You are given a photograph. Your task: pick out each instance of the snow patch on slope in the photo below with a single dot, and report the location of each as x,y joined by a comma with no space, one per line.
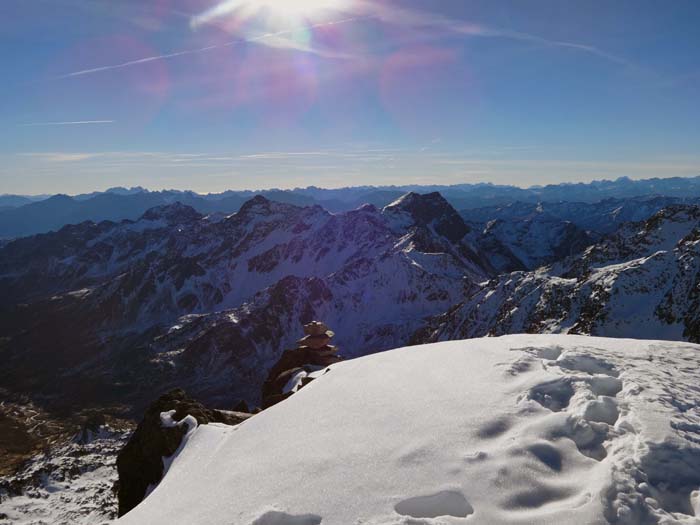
517,429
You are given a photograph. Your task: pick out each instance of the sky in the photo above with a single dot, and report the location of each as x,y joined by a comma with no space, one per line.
210,95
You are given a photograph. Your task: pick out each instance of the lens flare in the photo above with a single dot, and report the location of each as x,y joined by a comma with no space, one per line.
276,11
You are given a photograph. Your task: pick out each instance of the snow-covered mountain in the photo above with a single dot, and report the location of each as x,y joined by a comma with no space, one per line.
643,281
513,430
603,216
528,242
89,299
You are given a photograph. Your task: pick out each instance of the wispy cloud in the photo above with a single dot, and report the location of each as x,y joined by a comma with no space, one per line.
70,123
60,156
421,20
275,39
413,19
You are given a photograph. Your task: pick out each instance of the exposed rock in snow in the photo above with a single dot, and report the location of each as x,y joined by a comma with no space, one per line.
529,242
644,281
142,462
603,216
105,300
517,429
69,483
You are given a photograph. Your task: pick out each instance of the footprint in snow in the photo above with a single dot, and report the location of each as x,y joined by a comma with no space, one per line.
445,503
274,517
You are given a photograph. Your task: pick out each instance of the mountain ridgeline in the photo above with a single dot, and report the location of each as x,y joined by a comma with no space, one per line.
117,312
21,215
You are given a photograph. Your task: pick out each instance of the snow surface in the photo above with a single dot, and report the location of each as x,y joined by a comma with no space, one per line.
545,429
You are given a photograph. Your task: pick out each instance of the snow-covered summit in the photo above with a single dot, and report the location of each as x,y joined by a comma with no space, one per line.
517,429
428,211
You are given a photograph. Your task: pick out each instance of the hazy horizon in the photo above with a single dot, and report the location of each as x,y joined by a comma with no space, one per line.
212,95
348,187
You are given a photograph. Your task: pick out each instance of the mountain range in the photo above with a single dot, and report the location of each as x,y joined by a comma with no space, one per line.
116,312
23,215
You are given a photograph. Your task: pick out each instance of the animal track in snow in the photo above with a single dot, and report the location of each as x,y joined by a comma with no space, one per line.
554,395
275,517
445,503
588,364
605,385
494,428
602,410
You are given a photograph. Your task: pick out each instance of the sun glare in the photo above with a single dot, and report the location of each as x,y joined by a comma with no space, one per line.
297,8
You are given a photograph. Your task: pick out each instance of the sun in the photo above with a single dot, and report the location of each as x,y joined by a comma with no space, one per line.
297,8
277,13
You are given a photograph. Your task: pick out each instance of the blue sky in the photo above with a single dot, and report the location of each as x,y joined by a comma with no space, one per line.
207,95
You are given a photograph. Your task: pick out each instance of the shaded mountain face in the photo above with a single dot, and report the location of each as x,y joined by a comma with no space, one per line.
602,217
19,217
101,305
530,242
641,282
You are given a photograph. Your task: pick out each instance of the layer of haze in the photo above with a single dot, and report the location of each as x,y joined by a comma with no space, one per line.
207,95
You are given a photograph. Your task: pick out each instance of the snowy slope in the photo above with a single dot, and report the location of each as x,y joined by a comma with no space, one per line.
643,281
99,301
517,429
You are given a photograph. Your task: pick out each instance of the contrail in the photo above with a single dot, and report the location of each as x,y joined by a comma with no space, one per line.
70,123
231,43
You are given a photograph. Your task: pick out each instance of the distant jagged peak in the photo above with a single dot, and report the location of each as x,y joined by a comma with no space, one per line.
174,213
428,210
261,205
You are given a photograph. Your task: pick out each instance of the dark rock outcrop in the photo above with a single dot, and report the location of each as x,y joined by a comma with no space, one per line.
140,463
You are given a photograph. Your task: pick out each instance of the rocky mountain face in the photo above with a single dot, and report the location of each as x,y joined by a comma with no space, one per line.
116,312
641,282
528,242
602,216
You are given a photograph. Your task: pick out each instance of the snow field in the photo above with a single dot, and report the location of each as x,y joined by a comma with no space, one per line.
544,429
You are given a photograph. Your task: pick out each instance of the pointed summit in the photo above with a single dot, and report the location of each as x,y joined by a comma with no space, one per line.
429,210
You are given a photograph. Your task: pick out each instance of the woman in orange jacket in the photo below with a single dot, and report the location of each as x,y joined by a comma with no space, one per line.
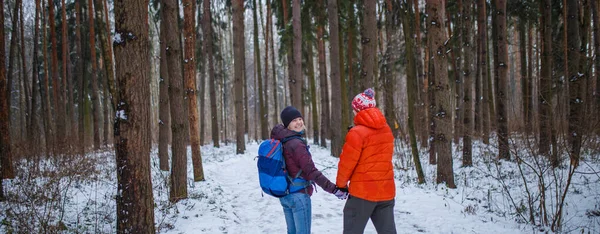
366,169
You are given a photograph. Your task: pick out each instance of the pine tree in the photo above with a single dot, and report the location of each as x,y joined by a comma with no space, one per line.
135,203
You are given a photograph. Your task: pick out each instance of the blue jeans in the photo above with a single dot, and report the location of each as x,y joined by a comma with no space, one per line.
297,210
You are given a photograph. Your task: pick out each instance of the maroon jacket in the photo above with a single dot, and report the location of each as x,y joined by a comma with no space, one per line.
297,157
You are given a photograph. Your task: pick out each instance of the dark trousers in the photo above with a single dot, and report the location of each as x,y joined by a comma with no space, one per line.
358,211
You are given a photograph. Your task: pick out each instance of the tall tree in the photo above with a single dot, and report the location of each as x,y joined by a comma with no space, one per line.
95,77
261,100
545,94
596,20
6,168
443,93
59,106
34,77
12,56
483,65
274,72
178,127
501,80
208,46
103,26
296,78
368,31
79,70
189,63
65,71
334,57
467,24
24,78
49,125
525,91
323,82
164,112
135,202
411,76
238,51
576,83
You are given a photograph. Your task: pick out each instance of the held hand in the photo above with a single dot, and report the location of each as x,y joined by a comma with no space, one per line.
340,194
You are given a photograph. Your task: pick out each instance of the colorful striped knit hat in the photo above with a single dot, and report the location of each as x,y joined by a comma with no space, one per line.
364,100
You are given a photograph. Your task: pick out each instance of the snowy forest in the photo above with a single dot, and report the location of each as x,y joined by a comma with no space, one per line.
145,116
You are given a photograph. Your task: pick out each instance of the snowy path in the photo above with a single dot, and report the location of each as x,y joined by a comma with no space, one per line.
230,201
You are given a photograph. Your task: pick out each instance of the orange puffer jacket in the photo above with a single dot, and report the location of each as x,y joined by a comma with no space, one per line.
366,159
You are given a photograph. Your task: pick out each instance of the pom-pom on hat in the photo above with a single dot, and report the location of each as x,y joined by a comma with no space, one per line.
288,114
364,100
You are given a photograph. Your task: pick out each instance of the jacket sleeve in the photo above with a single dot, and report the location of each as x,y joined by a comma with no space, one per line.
349,158
309,171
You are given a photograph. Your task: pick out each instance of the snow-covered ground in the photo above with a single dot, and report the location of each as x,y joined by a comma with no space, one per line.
231,201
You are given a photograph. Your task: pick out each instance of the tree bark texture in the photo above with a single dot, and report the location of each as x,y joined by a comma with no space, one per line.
442,111
576,80
176,96
411,81
296,77
368,41
467,25
189,63
334,56
323,82
6,168
135,203
164,113
501,75
238,51
208,39
95,77
546,93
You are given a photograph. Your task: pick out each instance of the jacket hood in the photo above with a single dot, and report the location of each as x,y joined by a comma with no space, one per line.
372,118
279,132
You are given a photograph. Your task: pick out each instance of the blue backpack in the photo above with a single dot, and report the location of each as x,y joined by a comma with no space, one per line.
272,173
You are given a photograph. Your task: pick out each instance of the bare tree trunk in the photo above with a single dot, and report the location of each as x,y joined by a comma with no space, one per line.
58,98
6,167
421,82
313,91
189,8
66,92
238,51
267,33
296,78
202,63
12,62
411,77
501,75
467,25
545,94
334,56
485,101
164,122
443,93
368,40
596,20
95,77
33,130
176,96
270,38
211,72
525,82
25,80
323,83
135,209
80,74
261,103
576,85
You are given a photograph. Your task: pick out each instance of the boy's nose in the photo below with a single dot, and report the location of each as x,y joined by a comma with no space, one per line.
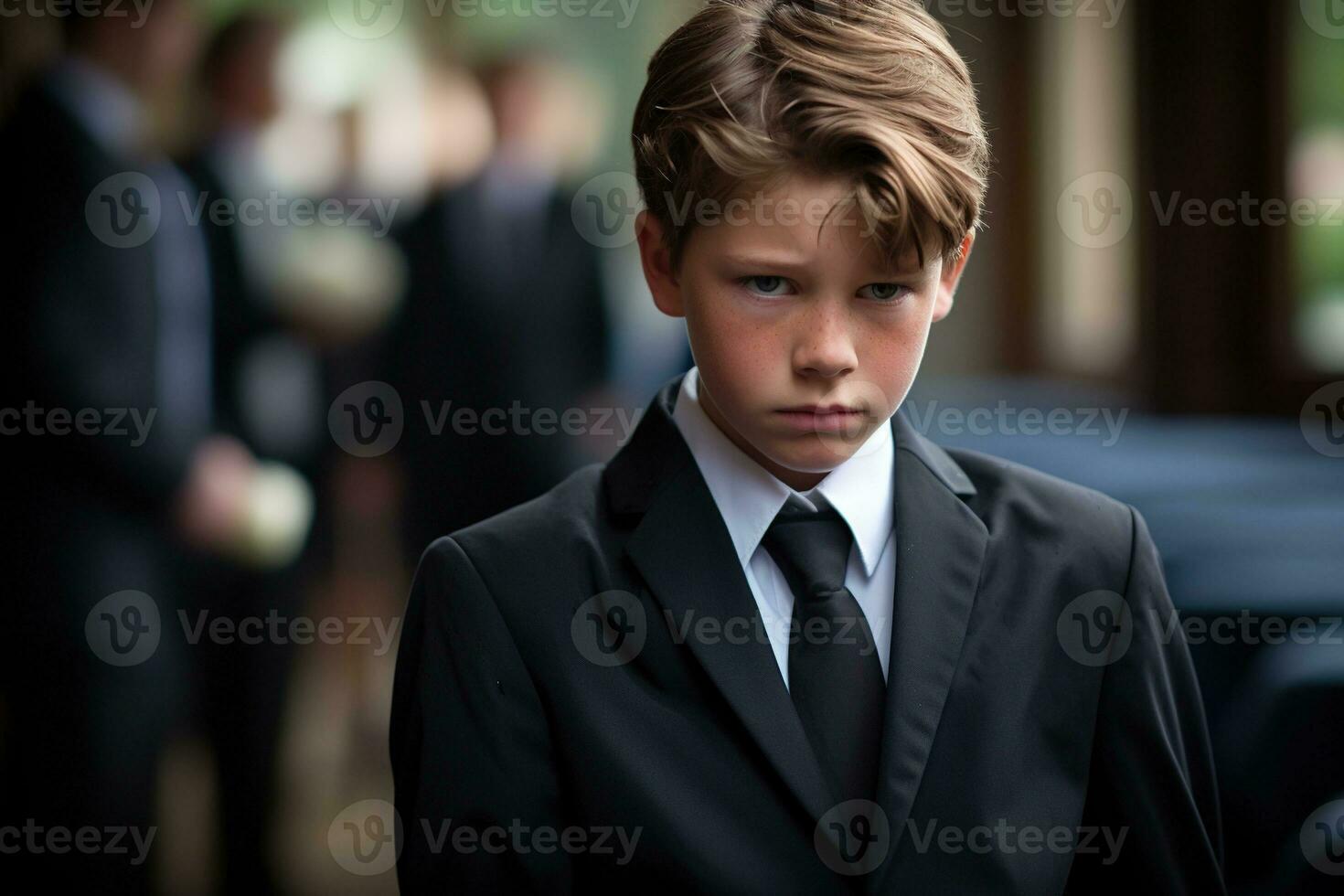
824,344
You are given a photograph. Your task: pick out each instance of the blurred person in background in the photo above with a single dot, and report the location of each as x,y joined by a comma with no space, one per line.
269,386
123,486
504,308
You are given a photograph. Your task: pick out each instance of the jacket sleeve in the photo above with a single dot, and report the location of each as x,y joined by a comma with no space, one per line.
471,750
1152,769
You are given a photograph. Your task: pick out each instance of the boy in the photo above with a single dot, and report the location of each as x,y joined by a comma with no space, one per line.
783,643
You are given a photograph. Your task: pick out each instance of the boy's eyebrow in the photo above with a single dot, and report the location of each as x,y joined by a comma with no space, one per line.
781,262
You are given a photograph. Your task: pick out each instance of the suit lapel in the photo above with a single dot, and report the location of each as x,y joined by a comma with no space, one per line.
941,549
683,549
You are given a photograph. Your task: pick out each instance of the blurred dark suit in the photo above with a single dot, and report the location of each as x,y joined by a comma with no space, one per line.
504,305
105,328
240,687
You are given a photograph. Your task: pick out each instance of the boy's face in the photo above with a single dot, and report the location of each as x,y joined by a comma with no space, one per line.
788,315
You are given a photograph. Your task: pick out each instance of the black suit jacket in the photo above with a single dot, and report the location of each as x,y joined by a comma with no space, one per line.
502,716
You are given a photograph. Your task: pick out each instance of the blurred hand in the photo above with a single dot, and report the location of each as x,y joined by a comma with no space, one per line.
212,503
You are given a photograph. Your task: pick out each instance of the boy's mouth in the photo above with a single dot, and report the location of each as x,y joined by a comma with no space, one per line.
821,418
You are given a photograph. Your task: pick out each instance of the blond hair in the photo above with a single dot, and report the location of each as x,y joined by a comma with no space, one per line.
749,91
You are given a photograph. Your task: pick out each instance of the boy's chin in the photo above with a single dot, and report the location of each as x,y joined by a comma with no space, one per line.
815,453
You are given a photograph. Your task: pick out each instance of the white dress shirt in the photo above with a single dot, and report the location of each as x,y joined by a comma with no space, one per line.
749,497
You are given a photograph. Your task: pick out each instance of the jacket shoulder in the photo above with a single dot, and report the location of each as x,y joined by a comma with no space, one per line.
538,546
1017,498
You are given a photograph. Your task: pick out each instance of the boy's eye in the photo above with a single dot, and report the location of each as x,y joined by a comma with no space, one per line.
883,292
766,285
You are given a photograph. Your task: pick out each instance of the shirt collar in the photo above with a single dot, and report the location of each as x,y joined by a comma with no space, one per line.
749,496
103,106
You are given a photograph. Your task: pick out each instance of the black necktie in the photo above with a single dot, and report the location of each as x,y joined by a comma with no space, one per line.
835,676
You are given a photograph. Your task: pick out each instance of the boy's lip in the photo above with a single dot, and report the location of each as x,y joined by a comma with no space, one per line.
820,418
821,409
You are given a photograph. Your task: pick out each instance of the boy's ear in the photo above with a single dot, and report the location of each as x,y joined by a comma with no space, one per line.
951,277
657,265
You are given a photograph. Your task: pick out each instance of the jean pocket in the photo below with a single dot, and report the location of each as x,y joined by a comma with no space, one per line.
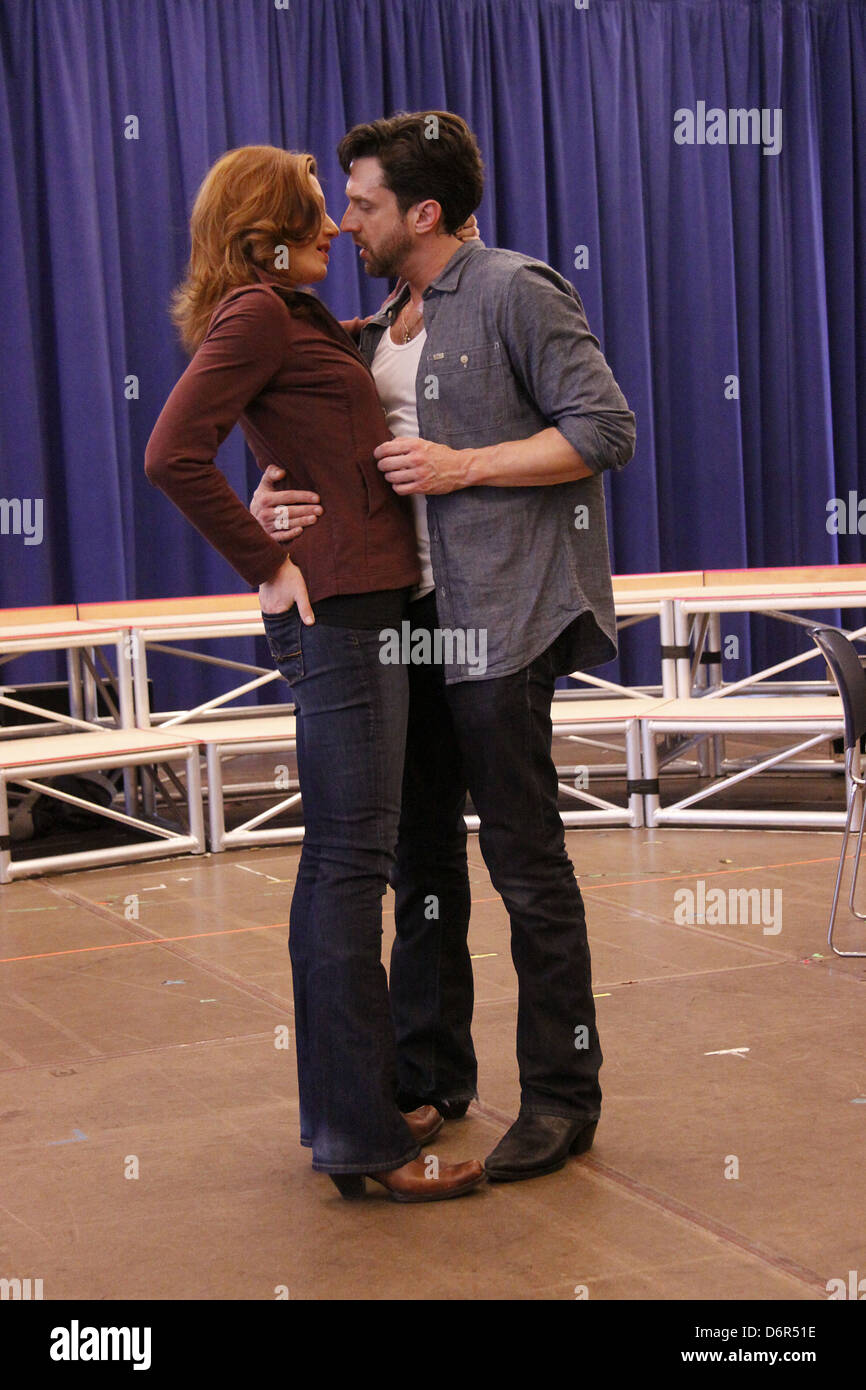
282,631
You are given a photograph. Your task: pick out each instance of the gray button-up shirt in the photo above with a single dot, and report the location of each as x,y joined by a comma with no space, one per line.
509,353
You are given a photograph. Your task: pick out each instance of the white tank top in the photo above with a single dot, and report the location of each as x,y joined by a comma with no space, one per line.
395,369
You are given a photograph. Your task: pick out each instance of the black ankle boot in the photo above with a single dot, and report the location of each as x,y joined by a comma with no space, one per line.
538,1144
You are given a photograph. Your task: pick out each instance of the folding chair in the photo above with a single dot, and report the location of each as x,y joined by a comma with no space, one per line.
848,673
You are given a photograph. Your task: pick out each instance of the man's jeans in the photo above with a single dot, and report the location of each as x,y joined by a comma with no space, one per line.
350,723
492,737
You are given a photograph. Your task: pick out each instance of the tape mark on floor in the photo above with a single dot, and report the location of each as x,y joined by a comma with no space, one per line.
78,1136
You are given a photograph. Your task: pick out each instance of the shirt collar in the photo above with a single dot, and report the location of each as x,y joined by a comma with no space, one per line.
449,278
446,281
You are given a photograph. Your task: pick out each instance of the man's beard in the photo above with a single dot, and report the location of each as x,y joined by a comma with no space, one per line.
388,259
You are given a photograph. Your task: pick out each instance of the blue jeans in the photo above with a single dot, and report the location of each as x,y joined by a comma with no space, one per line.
491,737
350,724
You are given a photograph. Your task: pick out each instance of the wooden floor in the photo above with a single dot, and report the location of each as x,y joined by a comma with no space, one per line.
139,1012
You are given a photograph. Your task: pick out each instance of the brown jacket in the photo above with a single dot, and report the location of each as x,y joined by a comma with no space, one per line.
280,363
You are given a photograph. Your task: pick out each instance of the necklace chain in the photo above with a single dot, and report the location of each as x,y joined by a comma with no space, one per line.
409,328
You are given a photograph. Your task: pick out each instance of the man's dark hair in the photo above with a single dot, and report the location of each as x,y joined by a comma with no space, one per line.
424,154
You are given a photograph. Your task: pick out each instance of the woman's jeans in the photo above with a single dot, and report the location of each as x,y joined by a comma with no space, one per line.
350,723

What is asked
Reproduce only the lines running from the one that contains "the man's beard" to the last line of the records.

Answer to this task
You are given a photograph. Your task: pick out each instance of the man's beard in the photo above with a single dot, and report the location of each as x,y joined by a comma with no space, one per line.
388,259
You are given a photograph. Your task: pick out each instance of the blue jeans in the photo above with a single dot, and report the location of each as x,y joined by a comma with no space, one per line.
491,737
350,724
You are given a photograph. Your task: pick out each instance of the wooden floor in the photo above with a single dot, and report the location of each as x,y joined by a comma with no space, one per line.
139,1012
You are given a photograph. Your task: pick out each instance of the brown jacket in the photo above with a single dot, and report the location of each as x,y joined by a comma with no space, one per line.
280,363
You are given a photograph. Your task: pick out each instance of the necklace chain in the photo above with a single dot, and report the location of each as x,y joined by a comma with no space, one per line.
409,328
You are given a photograph. Your task: pick out each instance of the man's dark hair in the photo above with a single dot, and report the location of each as x,y joined by a comma with no space, one per line.
424,154
You are given a photograph. Your task: pick out each instance of the woman's jeans in the photo above with a single dot, and report the location of each as x,y joined by a comma with no space, one per line.
350,723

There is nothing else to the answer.